__A FAZER__. Continue, por favor, o texto sobre o poeta Albano Martins a partir da sua última frase.

__TEXTO DA PÁGINA__.
O poeta e professor universitário Albano Martins, nascido na Aldeia do Telhado, Fundão, em 1930, será condecorado pelo Presidente da República, no próximo dia 10 de Junho, Grande Oficial da Ordem do Infante D. Henrique. O livro recente do autor, lançado dia 7 de Junho, na Feira do Livro do Porto, dirige-se às crianças. É esse livro que aqui sugiro num artigo, ressalvando a obrigatoriedade de nos determos na sua obra poética, a sua dedicação às letras de toda a vida. Albano Martins nasceu em 1930, na Aldeia do Telhado, Fundão. Foi agraciado pelo Governo da República do Chile com a Ordem de Mérito Docente e Cultural Gabriela Mistral no Grau de Grande Oficial, pela sua obra poética e pelo seu trabalho de tradução de Pablo Neruda. Foi distinguido com a Medalha de Ouro da Cidade do Fundão, em 2006. Esta condecoração do Dia de Portugal enche-nos de orgulho: pelo poeta e pelo país o reconhecer!

__LISTAGEM__.
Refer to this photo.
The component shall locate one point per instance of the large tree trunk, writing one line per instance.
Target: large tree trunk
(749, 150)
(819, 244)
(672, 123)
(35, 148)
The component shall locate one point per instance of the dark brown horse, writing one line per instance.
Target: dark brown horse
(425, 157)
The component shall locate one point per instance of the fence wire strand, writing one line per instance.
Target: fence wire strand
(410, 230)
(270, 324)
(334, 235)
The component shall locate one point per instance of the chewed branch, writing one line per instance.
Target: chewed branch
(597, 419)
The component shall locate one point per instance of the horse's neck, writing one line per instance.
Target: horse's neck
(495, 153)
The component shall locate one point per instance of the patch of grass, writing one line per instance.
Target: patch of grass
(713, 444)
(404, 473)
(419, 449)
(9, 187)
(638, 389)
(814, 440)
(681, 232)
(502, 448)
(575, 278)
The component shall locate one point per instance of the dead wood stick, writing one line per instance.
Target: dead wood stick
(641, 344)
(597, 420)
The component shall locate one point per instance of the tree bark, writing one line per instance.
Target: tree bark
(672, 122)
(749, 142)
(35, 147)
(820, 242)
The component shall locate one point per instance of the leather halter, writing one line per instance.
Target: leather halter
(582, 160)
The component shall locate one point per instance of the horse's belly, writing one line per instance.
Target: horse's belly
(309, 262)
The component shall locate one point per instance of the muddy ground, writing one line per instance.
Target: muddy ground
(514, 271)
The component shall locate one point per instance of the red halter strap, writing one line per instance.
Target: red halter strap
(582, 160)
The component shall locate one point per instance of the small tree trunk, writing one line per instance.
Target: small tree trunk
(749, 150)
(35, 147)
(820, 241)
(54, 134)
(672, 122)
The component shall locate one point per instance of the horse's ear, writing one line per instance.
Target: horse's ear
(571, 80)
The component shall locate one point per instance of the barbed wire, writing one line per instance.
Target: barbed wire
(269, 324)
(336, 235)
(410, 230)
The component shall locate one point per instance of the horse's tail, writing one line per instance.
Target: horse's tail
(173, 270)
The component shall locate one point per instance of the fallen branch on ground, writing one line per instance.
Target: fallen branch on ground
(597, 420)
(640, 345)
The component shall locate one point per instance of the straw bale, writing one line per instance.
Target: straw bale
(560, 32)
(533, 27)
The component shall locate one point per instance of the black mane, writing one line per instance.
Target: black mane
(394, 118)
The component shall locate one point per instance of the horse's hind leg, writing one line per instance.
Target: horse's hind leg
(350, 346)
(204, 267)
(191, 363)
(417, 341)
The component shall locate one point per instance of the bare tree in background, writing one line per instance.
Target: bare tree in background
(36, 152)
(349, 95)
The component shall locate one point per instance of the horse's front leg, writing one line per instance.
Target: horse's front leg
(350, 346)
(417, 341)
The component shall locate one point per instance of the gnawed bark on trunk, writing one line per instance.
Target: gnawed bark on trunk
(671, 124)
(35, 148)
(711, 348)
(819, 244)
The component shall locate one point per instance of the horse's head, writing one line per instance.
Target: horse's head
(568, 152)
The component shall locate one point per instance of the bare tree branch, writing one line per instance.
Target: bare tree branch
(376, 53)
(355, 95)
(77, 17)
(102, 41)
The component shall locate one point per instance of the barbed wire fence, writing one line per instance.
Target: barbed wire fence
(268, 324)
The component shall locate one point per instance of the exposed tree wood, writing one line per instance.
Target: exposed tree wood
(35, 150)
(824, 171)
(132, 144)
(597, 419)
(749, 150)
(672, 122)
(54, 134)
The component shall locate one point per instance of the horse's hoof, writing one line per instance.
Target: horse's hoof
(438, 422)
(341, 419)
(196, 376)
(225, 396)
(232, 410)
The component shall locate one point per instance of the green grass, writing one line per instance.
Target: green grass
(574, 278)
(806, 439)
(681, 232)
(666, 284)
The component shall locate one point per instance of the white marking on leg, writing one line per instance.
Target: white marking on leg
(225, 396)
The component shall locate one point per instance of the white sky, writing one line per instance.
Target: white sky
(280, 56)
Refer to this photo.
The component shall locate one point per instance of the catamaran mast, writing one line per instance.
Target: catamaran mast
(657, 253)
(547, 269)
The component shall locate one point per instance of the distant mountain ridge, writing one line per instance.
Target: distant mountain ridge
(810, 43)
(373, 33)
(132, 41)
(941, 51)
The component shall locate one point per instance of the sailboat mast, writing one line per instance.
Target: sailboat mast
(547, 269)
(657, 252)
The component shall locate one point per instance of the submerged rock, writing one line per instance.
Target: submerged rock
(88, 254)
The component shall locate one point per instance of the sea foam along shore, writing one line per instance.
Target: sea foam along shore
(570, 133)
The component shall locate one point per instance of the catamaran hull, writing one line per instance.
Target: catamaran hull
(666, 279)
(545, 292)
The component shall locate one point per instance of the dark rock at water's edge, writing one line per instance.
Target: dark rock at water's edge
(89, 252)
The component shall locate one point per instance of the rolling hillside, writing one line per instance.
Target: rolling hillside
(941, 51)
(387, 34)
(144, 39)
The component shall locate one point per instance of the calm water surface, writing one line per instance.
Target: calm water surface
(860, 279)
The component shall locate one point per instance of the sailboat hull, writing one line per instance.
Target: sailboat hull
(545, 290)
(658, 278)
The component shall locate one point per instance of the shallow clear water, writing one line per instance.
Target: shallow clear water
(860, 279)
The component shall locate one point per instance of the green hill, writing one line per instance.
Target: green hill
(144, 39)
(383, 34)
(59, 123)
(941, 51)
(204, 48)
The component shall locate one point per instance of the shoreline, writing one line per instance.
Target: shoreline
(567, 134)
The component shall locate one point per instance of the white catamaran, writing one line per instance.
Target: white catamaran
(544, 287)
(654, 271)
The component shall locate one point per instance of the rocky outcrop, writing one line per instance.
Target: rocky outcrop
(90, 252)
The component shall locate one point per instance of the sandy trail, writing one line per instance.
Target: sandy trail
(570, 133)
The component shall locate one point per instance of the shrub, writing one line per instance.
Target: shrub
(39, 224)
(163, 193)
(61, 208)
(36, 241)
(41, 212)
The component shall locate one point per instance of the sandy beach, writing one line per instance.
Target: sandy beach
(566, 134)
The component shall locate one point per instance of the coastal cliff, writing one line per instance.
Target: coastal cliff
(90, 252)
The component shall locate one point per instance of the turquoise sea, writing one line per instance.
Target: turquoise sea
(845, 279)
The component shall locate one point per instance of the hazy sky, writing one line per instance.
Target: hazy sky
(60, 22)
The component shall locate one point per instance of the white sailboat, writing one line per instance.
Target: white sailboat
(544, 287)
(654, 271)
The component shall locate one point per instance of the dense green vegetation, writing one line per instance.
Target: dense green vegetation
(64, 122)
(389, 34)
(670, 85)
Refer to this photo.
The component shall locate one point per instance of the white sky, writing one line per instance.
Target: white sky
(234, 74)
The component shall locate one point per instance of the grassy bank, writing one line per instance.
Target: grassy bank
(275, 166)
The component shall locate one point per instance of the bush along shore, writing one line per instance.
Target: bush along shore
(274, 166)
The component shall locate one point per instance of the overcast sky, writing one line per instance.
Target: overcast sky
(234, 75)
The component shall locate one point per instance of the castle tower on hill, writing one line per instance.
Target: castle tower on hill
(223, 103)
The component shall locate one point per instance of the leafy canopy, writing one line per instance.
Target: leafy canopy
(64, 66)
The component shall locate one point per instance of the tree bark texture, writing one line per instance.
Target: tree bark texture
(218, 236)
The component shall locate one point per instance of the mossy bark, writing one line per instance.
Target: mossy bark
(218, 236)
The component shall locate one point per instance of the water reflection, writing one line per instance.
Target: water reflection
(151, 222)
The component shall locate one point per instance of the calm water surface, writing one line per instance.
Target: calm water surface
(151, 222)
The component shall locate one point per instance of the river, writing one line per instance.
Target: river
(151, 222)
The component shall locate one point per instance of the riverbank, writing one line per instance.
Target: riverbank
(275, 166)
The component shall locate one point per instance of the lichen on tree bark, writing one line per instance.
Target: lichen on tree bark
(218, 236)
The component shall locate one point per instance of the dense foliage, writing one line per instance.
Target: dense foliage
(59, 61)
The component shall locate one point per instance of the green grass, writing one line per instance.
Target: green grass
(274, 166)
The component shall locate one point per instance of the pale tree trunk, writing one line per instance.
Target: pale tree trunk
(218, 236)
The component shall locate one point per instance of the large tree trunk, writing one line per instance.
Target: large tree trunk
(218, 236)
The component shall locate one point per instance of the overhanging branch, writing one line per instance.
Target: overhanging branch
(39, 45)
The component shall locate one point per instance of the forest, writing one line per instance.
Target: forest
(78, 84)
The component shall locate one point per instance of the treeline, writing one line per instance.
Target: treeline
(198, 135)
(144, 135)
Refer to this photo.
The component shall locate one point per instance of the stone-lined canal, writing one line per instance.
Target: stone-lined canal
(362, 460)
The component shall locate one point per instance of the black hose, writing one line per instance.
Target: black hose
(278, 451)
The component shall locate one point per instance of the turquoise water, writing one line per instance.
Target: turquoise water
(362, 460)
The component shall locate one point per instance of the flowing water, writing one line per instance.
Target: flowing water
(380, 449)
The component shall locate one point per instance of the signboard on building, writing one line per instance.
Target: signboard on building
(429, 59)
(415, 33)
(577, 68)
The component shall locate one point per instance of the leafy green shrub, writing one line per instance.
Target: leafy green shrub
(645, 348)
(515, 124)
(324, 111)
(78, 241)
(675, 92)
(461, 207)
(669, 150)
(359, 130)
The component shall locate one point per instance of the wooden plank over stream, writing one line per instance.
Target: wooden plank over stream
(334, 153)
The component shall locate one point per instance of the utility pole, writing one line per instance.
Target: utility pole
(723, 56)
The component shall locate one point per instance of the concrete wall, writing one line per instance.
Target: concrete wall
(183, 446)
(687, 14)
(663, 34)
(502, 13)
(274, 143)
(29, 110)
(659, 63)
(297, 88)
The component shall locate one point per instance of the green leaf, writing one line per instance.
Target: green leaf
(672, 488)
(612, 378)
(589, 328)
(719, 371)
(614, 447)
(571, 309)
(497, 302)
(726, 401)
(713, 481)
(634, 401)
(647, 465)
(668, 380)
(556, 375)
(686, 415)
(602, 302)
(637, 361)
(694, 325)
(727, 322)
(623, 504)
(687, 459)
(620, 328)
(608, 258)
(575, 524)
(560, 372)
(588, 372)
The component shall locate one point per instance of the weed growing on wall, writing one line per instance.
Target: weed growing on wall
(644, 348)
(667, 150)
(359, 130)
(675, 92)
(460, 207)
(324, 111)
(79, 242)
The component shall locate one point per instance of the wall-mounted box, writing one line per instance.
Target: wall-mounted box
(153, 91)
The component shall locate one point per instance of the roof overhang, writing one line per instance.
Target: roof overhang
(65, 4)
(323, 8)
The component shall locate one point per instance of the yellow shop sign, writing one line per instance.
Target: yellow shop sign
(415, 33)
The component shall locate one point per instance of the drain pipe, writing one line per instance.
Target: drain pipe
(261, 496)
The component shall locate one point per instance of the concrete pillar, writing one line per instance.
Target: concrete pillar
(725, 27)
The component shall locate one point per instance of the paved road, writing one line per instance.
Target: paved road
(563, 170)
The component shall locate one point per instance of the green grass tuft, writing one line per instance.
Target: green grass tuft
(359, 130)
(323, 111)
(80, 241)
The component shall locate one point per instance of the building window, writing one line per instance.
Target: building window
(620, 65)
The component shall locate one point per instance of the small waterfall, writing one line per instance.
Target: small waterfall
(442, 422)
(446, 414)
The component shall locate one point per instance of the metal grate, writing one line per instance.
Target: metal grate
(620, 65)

__RESPOSTA AO EXERCÍCIO__.
Palavras maiores para gente de palmo e meio
Decorridos cinquenta e sete anos a escutar o silêncio das palavras, para no-lo dar repleto de música, Albano Martins, o poeta nascido no chão beirão de vívidas cerejas, surpreende-nos com uma história dedicada aos miúdos.
Titulada «Uma casa à beira da floresta», a narrativa espraia-se num pequeno livro rectangular, com cerca de um palmo e meio, em mão pequena, a relembrar-nos que todos somos pequenos, mas com o poder de um grande abraço. São puras, as palavras, cristalinas, depuradas, luminosas e sanguíneas, como ele nos habituou. Tal como as ilustrações de Simona Traina, mais uma companheira na caminhada das palavras de Albano, nova cúmplice da imensa casa construída pelo nosso poeta, agora ainda mais inteira porque tem dentro dela todas as crianças reunidas em torno de uma lição: «que o bem-estar, o conforto e a felicidade não são uma conquista fácil, que os caminhos da vida estão armadilhados e que é necessário estar atento aos humores da fortuna.».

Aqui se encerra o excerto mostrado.